++++ Vorliegender Text ++++

Judicialis Rechtsprechung

Mit der integrierten Volltextsuche, die vom Suchmaschinenhersteller "Google" zur Verfügung gestellt wird, lassen sich alle Entscheidungen durchsuchen. Dabei können Sie Sonderzeichen und spezielle Wörter verwenden, um genauere Suchergebnisse zu erhalten:

Zurück

Beginn der Entscheidung

Gericht: Oberverwaltungsgericht Nordrhein-Westfalen
Beschluss verkündet am 03.05.2006
Aktenzeichen: 13 B 2057/05
Rechtsgebiete: VwGO, AMG


Vorschriften:

VwGO § 80 Abs. 5 Satz 1
VwGO § 80a Abs. 3
VwGO § 146 Abs. 4 Satz 6
AMG § 24a Satz 3 a.F.
AMG § 141 Abs. 5
Zur Befugnis des Inhabers der Zulassung eines Original-Arzneimittels, die Zulassung eines Generikums anzufechten.
Tatbestand:

Die Antragstellerin, Inhaberin der Zulassung eines Original-Arzneimittels, beantragte die Wiederherstellung der aufschiebenden Wirkung ihrer Klage gegen die der Beigeladenen erteilte Zulassung eines Generikums. Der Antrag hatte weder beim VG noch beim OVG Erfolg.

Gründe:

Die in der Beschwerdebegründung dargelegten Gründe, auf die gemäß § 146 Abs. 4 Satz 6 VwGO die Prüfung durch das OVG beschränkt ist, rechtfertigen im Rahmen des Verfahrens nach §§ 80a Abs. 3, 80 Abs. 5 Satz 1 VwGO keine Interessenabwägung zu Gunsten der Antragstellerin. Die Interessenabwägung kann sich allerdings hier nicht an den Erfolgsaussichten der Klage orientieren. Diese sind im vorliegenden Verfahren, in dem nur eine summarische Überprüfung der Sach- und Rechtslage möglich und geboten ist, nicht abschließend zu klären, weil schwierige Rechtsfragen zu beantworten sind.

++++

Deine Aufgabe
Gib aus dem Gerichtsbeschluss wortgetreu den Abschnitt wieder, der mit den Worten "AMG § 141 Abs." anfängt und mit "beim OVG Erfolg." aufhört. Die Zeilen haben mit dem Gerichtsbeschluss nichts zu tun.

++++ Ausgangsdaten ++++

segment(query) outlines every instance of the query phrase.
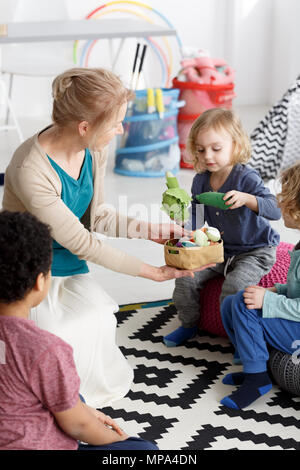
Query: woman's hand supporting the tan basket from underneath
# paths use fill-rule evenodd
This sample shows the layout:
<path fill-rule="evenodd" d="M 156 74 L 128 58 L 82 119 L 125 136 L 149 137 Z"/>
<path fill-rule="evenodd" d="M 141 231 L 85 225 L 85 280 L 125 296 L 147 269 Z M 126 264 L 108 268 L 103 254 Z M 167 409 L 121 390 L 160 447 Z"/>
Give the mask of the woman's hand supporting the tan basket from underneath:
<path fill-rule="evenodd" d="M 172 266 L 150 266 L 149 264 L 142 264 L 140 277 L 152 279 L 152 281 L 163 282 L 171 279 L 178 279 L 179 277 L 195 277 L 195 272 L 203 271 L 207 268 L 212 268 L 215 264 L 206 264 L 197 269 L 177 269 Z"/>

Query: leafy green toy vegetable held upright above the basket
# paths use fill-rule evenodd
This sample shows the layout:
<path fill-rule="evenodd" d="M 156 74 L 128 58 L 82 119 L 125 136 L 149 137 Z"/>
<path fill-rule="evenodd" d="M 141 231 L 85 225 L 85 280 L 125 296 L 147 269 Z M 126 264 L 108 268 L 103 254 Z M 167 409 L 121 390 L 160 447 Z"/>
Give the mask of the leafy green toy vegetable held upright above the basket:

++++

Fertige Lösung
AMG § 141 Abs. 5
Zur Befugnis des Inhabers der Zulassung eines Original-Arzneimittels, die Zulassung eines Generikums anzufechten.
Tatbestand:

Die Antragstellerin, Inhaberin der Zulassung eines Original-Arzneimittels, beantragte die Wiederherstellung der aufschiebenden Wirkung ihrer Klage gegen die der Beigeladenen erteilte Zulassung eines Generikums. Der Antrag hatte weder beim VG noch beim OVG Erfolg.